Excerpt from a dataset
================================
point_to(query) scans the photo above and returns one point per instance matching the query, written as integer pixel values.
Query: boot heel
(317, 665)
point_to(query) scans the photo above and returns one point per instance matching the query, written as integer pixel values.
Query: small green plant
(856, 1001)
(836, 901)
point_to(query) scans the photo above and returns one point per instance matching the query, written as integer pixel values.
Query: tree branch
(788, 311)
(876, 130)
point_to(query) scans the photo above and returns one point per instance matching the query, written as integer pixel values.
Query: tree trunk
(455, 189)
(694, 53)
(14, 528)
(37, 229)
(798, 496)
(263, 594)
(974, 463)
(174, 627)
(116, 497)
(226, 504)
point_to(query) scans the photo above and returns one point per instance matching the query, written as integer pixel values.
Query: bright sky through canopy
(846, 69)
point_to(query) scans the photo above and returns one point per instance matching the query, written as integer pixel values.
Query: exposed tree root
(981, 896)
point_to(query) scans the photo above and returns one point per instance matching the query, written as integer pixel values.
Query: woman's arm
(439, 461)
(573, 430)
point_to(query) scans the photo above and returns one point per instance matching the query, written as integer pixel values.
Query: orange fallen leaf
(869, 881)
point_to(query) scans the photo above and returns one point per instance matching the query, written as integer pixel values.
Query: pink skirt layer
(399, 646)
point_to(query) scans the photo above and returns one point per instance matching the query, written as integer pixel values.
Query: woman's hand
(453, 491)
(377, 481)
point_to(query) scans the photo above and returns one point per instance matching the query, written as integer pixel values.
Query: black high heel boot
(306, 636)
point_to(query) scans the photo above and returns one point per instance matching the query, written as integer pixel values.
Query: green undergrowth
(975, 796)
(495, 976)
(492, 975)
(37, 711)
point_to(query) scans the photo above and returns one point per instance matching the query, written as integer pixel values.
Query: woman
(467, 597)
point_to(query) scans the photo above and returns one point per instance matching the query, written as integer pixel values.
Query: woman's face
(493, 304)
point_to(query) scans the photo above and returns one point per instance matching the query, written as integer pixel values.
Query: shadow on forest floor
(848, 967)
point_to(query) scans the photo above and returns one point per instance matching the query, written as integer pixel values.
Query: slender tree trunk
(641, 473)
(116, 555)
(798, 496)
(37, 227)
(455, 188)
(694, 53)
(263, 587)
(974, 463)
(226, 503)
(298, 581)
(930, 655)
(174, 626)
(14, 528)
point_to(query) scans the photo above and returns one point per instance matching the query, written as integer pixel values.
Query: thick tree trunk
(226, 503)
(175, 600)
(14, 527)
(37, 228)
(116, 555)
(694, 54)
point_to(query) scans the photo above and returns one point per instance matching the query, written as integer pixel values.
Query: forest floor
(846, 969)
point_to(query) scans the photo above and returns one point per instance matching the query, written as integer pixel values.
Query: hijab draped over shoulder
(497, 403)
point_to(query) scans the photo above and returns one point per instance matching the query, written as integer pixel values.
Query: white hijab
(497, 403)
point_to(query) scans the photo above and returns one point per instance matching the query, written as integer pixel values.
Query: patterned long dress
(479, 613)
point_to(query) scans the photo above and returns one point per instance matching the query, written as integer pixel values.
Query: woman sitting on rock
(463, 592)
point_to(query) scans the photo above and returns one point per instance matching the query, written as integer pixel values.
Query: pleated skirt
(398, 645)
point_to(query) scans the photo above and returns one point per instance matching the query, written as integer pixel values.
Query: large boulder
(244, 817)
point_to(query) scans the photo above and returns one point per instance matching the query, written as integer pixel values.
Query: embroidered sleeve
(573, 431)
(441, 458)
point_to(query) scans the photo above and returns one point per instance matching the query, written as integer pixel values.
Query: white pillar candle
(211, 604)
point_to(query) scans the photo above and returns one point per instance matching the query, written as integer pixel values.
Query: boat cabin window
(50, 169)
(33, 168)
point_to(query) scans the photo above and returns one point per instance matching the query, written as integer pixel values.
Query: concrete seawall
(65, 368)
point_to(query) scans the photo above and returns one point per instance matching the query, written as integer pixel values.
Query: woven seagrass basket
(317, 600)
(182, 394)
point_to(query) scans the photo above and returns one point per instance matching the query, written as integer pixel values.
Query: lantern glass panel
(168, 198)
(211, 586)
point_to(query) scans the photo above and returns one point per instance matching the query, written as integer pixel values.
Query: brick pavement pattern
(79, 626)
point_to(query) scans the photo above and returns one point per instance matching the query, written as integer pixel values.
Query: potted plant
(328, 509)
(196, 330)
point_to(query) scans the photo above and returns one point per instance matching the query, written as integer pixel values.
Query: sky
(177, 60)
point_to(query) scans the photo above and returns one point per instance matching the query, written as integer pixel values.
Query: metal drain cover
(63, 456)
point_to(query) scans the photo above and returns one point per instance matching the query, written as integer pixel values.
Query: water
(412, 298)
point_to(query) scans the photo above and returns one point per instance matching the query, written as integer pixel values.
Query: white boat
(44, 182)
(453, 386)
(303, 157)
================================
# Your goal:
Extract each line of the rows above that contains the string "boot".

# Complete answer:
Query: boot heel
Query: black high heel boot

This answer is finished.